Given data:
-*-*-
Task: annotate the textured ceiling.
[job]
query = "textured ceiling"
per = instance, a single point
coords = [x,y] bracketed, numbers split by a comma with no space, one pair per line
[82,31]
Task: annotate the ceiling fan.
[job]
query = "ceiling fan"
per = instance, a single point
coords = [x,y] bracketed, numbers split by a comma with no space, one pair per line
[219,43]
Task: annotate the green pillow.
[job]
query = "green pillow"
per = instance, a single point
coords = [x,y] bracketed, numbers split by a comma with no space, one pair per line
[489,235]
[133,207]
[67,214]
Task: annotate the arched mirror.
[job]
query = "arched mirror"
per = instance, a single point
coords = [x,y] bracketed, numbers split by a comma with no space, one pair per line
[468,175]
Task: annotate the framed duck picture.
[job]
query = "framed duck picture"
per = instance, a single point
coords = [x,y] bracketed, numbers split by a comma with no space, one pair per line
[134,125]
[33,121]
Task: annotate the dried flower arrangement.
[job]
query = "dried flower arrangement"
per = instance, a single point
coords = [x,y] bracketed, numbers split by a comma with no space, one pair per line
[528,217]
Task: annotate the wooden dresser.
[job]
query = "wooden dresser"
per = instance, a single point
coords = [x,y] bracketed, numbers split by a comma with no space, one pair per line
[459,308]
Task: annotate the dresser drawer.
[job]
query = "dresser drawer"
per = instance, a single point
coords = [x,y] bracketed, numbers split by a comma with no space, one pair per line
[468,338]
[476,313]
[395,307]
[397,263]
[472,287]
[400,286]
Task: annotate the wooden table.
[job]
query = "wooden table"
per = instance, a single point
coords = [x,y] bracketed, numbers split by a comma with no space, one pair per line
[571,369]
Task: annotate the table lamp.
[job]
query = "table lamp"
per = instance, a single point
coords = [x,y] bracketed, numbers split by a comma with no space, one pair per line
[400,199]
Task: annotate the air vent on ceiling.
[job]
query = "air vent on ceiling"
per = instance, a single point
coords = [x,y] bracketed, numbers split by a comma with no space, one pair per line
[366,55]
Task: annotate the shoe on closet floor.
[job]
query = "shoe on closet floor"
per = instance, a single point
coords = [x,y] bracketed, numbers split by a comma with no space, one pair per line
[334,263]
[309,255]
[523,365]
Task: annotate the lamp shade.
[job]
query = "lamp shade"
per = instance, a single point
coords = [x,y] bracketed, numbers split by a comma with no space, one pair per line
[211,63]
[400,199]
-*-*-
Go back to the listing above and please repeat it exactly.

The answer:
Task: annotate the textured ceiling.
[job]
query = "textured ceiling"
per = instance, a single point
coords = [x,y] bracketed, numbers split by a comma with no space, one pair per line
[82,31]
Task: annotate the ceiling fan.
[job]
query = "ceiling fan"
per = instance, a single point
coords = [x,y] bracketed, numbers split by a comma with no space, one pair per line
[219,43]
Task: annotate the green pillow.
[job]
query = "green pillow"
per = instance, a single point
coords = [x,y] bracketed, numbers split by a comma with no space, one pair per line
[489,235]
[133,207]
[67,214]
Task: annotate the arched mirror.
[job]
query = "arched mirror"
per = instance, a single point
coords = [x,y] bracketed, numbers split by a comma with no space, one pair per line
[468,175]
Task: annotate the framed duck picture.
[job]
query = "framed duck picture"
per = instance, a single point
coords = [x,y] bracketed, numbers split by a comma with no space, one pair per line
[134,125]
[33,121]
Task: annotate the dried flower arrangement.
[job]
query = "dried flower arrangement"
per = instance, a single point
coords = [x,y] bracketed, numbers split by a comma with no space, one pair per line
[528,217]
Task: annotate the wooden dresser.
[job]
query = "wooden dresser"
per = instance, a single point
coords = [x,y] bracketed, numbers split by a comma with no space, one pair per line
[459,308]
Task: annotate the dresser drawer.
[job]
query = "dresser drawer"
per = instance, a single point
coords = [x,y] bracketed, numbers split by a comma with no space, one pair per line
[468,338]
[476,313]
[395,307]
[397,263]
[472,287]
[400,286]
Task: annotate the wooden table.
[job]
query = "wooden table"
per = instance, a single point
coords = [x,y] bracketed, numbers split by a comma with no space, one pair per line
[571,369]
Task: annotate the table lamp.
[job]
query = "table lamp"
per = instance, a single point
coords = [x,y] bracketed, numbers split by a comma with no space, one pair per line
[400,199]
Task: annotate the air vent on ceiling.
[job]
query = "air vent on ceiling"
per = instance, a single point
coords = [x,y] bracketed, numbers split by a comma with no space, one pair per line
[366,55]
Task: annotate the shoe on closet floor.
[job]
query = "shoe on closet floor"
per = instance, a single point
coords = [x,y] bracketed, numbers split by a comma with no space, one pair per line
[334,263]
[309,255]
[523,365]
Task: annotate the lamp shade.
[job]
query = "lamp shade"
per = instance, a single point
coords = [x,y] bracketed, numbers split by a comma with no space, one pair per line
[211,63]
[400,199]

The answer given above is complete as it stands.